■ Your goal: Lines from the one containing "Find every instance of the man's ear" through the last line of the data are to be repeated word for word, both ends included.

■ Supplied information:
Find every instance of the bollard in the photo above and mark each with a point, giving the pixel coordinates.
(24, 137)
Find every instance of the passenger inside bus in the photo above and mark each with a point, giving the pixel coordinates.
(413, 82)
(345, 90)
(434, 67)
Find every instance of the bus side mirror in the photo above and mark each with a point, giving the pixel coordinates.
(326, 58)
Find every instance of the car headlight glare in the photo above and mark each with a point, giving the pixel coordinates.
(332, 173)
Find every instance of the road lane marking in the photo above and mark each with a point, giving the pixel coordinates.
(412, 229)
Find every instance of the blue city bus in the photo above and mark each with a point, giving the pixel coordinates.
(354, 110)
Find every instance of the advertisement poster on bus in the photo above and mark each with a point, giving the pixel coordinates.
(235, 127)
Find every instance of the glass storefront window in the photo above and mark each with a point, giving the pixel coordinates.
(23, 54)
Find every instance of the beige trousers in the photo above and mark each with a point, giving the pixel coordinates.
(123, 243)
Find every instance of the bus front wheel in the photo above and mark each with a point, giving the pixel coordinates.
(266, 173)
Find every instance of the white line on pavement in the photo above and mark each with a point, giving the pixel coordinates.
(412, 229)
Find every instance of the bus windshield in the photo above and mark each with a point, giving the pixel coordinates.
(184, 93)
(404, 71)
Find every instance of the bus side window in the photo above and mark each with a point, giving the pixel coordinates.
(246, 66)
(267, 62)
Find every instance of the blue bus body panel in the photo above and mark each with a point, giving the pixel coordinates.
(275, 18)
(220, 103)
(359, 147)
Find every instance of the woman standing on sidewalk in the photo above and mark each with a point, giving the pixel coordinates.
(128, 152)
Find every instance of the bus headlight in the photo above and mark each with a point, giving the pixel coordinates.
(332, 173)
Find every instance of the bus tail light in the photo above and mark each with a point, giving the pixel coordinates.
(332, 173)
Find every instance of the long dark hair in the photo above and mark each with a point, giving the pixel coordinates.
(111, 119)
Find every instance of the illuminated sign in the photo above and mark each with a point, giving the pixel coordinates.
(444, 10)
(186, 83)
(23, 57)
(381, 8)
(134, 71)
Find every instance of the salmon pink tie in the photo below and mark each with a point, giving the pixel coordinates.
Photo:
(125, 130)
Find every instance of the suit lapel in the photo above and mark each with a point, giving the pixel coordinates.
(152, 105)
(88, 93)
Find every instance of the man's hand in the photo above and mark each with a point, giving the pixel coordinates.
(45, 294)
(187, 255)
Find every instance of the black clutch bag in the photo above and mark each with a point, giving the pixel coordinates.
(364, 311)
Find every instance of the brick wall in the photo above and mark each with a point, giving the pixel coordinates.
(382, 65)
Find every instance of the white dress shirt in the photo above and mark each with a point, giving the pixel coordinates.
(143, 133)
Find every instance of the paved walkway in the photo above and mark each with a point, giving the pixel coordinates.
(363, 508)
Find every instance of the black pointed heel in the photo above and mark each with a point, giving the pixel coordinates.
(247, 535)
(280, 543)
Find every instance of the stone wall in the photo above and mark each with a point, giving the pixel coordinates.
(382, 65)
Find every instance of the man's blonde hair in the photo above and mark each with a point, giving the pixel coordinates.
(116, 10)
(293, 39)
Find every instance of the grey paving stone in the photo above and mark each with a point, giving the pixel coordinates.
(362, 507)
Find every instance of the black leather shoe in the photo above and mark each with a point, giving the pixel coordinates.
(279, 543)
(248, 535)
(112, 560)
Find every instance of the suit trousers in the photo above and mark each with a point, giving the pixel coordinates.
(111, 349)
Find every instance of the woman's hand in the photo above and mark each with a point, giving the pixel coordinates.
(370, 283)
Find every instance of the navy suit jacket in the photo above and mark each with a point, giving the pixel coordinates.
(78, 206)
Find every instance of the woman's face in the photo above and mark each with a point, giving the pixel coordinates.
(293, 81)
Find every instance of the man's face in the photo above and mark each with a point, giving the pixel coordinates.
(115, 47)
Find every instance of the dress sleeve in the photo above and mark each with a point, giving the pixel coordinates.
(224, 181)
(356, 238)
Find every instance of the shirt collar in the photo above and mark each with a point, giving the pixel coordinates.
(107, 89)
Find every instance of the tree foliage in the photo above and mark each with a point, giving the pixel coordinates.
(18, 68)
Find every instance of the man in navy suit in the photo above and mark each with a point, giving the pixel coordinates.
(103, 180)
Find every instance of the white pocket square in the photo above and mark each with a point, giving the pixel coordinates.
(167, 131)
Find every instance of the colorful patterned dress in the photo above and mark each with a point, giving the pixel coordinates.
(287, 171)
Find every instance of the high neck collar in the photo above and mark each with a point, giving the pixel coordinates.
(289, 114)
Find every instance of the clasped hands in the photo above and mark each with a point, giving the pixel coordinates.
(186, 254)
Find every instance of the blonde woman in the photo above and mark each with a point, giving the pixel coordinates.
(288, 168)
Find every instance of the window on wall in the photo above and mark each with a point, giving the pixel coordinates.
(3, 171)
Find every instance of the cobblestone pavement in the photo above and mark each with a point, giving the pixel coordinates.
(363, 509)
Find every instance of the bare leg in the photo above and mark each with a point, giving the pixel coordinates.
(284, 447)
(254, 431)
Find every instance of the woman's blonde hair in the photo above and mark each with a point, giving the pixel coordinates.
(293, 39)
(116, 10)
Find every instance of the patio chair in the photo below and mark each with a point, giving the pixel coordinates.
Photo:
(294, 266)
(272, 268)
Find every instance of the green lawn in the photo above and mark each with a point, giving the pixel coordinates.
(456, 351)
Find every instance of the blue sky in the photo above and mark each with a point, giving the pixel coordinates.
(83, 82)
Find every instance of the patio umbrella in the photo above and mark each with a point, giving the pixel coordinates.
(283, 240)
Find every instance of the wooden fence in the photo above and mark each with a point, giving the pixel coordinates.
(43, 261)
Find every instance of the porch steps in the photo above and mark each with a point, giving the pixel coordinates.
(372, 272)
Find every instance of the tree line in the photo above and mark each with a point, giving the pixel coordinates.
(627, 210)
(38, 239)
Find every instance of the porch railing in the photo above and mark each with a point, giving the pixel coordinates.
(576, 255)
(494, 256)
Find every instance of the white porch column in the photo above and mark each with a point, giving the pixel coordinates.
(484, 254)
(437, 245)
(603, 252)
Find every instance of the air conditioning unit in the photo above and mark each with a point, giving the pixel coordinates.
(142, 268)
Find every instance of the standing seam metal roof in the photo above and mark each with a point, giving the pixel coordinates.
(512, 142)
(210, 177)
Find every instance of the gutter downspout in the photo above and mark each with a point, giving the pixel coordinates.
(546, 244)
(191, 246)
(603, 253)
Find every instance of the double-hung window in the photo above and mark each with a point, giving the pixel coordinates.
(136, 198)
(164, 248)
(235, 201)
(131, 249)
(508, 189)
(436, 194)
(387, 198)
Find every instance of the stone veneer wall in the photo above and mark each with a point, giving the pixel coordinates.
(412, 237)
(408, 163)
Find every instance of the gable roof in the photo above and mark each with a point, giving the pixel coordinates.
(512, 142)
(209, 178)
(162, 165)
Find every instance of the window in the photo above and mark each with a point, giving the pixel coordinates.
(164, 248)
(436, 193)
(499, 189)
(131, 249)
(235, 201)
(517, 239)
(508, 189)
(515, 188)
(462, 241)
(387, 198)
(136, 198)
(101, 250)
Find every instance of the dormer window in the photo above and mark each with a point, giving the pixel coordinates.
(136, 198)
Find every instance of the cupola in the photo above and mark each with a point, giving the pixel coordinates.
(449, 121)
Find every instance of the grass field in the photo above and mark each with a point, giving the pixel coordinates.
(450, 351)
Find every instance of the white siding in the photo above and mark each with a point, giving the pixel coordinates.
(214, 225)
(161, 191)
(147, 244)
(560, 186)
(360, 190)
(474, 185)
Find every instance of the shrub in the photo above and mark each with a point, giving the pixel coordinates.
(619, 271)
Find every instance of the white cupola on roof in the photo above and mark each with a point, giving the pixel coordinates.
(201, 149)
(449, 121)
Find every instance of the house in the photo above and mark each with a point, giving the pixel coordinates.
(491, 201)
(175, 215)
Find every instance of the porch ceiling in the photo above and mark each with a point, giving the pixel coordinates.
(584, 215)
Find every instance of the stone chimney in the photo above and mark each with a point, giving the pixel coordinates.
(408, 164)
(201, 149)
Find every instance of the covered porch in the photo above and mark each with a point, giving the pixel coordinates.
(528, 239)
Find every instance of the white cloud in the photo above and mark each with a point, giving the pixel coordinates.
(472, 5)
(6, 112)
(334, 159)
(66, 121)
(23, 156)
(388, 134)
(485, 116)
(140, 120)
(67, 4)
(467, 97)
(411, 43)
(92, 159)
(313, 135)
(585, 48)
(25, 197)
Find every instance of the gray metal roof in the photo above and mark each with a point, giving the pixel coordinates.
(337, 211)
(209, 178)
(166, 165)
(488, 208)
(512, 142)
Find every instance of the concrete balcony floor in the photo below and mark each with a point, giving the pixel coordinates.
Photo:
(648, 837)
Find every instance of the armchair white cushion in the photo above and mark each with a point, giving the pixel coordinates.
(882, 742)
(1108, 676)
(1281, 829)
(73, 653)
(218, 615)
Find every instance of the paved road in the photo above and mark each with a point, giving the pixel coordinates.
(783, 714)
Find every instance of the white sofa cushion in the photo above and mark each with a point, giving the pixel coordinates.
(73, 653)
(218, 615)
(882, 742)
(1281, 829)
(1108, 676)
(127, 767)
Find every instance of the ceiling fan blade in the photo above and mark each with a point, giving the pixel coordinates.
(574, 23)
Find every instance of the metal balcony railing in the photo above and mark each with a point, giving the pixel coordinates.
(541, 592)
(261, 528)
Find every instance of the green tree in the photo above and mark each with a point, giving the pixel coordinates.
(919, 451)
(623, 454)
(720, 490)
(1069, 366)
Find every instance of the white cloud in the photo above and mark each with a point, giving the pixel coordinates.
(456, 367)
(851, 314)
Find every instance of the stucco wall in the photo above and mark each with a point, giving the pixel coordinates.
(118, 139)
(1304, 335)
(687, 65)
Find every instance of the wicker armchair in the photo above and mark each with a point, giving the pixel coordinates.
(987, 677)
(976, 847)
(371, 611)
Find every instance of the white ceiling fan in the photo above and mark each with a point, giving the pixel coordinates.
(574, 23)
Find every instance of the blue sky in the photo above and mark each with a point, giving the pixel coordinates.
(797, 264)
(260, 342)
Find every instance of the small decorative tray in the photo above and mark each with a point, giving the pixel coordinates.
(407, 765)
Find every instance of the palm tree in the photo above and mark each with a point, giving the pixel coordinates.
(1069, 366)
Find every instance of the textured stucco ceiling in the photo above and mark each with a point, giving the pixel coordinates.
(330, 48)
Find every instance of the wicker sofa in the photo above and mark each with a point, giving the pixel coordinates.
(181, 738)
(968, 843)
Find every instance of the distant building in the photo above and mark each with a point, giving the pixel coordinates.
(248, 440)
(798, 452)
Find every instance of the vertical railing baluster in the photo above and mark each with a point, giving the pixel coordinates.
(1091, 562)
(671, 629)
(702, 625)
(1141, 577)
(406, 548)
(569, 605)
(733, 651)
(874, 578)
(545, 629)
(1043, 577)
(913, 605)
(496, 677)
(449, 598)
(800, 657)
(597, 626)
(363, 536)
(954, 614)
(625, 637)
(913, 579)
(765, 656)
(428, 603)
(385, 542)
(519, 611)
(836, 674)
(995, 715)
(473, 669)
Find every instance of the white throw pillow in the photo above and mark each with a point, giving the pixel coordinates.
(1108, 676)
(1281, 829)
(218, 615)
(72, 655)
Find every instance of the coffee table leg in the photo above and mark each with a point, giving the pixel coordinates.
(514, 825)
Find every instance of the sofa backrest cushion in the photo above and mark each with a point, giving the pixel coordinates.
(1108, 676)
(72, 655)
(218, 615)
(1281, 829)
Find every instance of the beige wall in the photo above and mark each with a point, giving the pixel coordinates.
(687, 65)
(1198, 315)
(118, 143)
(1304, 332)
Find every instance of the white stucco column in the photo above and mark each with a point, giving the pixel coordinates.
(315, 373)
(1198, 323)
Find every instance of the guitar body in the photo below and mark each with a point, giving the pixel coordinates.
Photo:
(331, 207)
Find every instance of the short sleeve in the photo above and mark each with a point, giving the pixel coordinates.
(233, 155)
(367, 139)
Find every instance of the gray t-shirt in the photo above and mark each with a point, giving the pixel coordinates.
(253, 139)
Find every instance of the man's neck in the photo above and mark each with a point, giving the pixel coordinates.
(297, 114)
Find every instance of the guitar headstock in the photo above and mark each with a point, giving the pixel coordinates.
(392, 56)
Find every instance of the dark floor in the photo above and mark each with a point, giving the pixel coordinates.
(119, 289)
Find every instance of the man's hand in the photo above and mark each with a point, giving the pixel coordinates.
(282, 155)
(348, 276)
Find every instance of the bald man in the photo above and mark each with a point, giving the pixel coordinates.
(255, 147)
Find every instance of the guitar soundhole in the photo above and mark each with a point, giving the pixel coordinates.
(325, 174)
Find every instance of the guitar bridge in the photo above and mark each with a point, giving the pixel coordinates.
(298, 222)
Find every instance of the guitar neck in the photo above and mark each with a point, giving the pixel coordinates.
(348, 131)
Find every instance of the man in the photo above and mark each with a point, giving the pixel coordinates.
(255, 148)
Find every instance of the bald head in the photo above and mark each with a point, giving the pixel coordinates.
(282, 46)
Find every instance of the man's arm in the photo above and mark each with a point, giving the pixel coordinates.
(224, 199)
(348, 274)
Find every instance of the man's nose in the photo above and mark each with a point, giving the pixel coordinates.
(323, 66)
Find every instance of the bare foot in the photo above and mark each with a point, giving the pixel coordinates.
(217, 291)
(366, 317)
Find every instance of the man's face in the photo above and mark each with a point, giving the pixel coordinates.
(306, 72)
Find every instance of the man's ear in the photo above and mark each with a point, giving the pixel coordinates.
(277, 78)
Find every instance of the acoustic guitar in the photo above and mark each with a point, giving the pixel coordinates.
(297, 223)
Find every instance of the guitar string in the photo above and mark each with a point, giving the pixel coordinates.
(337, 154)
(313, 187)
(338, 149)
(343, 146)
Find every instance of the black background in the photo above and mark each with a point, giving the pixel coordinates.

■ Solution to the exercise:
Find every instance of the man's ear in the photo above and mark each with a point, giving the pixel coordinates.
(277, 78)
Find every instance of the acoustic guitar in the photo above and mark each with a point, giving the pixel coordinates.
(297, 223)
Find every instance of the guitar string in the photo above and mark each with a point, giving the pixel coordinates.
(337, 154)
(313, 187)
(338, 149)
(343, 146)
Find every instance of the black background in the photo above and mark each with a point, giving the pixel coordinates.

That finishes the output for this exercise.